To do: Your output should be the lines from the one with "Category: metal balcony railing" through the end of the entries below, set down word for word and nothing else.

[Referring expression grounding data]
━━━━━━━━

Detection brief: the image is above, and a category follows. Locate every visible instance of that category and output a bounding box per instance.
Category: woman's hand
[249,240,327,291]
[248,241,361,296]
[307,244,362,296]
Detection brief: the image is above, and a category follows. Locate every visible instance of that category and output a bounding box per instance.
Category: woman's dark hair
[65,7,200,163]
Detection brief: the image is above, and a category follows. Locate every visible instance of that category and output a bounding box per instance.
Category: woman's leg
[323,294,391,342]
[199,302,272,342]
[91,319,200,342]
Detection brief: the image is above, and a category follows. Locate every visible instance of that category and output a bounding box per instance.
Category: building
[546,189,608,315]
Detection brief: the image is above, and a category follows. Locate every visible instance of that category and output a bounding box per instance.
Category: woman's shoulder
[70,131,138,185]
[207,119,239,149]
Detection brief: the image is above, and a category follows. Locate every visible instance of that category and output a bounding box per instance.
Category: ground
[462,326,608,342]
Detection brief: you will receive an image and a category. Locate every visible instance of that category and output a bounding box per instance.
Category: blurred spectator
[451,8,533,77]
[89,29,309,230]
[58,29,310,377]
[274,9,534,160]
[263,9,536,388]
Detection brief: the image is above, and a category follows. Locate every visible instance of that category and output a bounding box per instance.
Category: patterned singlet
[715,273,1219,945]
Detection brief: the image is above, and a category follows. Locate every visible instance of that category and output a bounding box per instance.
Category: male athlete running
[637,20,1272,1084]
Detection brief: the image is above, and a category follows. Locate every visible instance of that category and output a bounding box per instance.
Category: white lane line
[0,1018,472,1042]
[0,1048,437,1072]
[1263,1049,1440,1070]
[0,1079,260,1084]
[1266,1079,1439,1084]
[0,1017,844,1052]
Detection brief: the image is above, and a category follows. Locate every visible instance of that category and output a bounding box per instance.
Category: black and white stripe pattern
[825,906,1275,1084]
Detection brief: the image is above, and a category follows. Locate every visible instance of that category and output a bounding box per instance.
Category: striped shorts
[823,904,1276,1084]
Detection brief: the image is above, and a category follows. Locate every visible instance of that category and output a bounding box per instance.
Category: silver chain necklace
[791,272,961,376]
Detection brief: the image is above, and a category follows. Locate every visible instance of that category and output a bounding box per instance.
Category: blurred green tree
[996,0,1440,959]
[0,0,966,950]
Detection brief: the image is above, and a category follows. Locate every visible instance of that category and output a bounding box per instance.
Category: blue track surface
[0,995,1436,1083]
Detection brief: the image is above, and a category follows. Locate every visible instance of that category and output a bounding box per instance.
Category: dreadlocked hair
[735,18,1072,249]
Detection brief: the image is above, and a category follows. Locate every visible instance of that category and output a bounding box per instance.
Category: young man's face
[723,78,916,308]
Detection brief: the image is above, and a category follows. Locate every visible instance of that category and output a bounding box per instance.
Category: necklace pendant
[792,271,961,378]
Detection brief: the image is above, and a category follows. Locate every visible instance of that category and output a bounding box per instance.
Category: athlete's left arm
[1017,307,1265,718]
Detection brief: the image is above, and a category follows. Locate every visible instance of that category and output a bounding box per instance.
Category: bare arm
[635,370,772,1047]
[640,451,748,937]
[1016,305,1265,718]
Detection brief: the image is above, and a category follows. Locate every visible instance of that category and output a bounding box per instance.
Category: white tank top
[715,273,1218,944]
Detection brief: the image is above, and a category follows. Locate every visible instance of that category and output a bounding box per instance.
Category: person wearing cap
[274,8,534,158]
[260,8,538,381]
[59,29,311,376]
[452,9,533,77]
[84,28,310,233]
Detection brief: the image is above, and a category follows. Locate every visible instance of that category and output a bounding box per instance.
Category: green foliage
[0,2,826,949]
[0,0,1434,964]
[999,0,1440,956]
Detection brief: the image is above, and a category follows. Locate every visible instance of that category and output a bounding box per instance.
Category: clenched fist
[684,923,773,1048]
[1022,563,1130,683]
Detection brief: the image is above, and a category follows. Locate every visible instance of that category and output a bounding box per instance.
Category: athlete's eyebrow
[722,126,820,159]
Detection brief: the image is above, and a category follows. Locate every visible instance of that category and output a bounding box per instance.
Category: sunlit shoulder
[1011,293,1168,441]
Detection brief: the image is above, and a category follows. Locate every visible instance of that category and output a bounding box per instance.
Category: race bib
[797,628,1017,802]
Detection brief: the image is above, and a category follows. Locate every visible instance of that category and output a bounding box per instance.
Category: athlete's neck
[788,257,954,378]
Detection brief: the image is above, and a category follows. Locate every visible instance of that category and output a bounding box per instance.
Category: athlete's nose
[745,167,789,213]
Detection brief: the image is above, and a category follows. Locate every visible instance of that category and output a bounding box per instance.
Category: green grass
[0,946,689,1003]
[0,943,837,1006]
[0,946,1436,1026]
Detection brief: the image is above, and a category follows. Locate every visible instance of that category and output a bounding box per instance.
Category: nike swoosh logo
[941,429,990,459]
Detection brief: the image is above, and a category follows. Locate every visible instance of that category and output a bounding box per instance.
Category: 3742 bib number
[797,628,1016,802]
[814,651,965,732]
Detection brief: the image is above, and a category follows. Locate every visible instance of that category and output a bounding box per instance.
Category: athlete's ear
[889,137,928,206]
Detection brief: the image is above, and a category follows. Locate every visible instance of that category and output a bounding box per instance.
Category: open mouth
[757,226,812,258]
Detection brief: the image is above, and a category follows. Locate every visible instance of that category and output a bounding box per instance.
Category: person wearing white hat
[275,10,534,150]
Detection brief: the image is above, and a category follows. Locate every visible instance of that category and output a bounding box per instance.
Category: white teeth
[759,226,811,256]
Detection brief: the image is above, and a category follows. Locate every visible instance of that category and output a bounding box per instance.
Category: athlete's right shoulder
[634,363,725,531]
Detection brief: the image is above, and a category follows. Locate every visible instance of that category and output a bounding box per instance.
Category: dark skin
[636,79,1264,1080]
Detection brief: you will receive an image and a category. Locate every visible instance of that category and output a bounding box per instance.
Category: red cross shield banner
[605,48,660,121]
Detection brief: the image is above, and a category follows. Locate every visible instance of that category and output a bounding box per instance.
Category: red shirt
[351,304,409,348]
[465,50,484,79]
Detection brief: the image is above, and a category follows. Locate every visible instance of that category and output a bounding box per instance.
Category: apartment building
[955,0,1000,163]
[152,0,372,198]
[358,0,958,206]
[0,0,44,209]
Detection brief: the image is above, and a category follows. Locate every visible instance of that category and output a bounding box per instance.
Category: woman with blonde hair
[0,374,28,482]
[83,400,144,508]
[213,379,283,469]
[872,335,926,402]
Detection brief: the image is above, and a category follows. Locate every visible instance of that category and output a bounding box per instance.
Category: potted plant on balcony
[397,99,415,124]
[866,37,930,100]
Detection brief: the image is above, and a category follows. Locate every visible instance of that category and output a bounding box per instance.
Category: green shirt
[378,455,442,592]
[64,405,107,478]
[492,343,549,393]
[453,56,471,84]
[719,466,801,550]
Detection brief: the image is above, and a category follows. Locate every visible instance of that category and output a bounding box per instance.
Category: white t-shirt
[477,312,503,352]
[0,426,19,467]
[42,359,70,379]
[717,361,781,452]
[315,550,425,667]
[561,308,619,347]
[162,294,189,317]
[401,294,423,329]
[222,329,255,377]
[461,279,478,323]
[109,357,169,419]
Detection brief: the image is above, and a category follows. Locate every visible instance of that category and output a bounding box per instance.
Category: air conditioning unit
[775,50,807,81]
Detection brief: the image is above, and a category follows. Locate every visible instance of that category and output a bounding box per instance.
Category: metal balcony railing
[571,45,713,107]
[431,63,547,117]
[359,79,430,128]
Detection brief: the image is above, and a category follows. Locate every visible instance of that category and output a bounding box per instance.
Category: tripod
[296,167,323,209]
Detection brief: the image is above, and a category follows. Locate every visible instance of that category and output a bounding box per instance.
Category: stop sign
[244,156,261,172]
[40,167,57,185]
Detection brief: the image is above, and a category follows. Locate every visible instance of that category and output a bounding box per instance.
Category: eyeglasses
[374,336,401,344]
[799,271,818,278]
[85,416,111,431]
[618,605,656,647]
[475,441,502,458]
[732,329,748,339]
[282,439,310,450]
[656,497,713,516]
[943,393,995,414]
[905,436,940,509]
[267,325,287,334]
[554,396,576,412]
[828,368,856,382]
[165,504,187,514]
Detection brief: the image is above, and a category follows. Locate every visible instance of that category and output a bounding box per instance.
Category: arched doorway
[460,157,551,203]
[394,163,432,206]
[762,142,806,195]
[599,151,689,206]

━━━━━━━━

Reply to the task:
Category: metal balcony railing
[571,45,713,107]
[431,63,547,117]
[359,79,430,128]
Detection brief: the image is above, and a category follows. Locate every visible instance of that category and output a bounding box per instance.
Category: tripod
[296,167,323,209]
Detection brief: the image is above, and a category follows. Locate every visible instance of that category and output a bounding box per instance.
Category: stop sign
[244,156,261,172]
[40,167,57,185]
Detection brief: the image is above, and a category follows. Locate every visible instance of that category and output a bounding box per instance.
Category: eyeglasses
[374,336,401,344]
[799,271,818,278]
[85,416,111,431]
[618,605,656,647]
[475,441,502,458]
[732,329,748,339]
[282,439,310,450]
[656,497,713,516]
[943,393,995,414]
[905,436,940,509]
[267,325,287,334]
[554,396,576,412]
[828,368,856,382]
[165,504,187,514]
Detection brief: the image is above, and a category follows. Locate every visible instance of that category and output a bounding box per instance.
Category: arched doorway
[460,157,551,203]
[394,163,432,206]
[762,142,806,195]
[599,151,689,206]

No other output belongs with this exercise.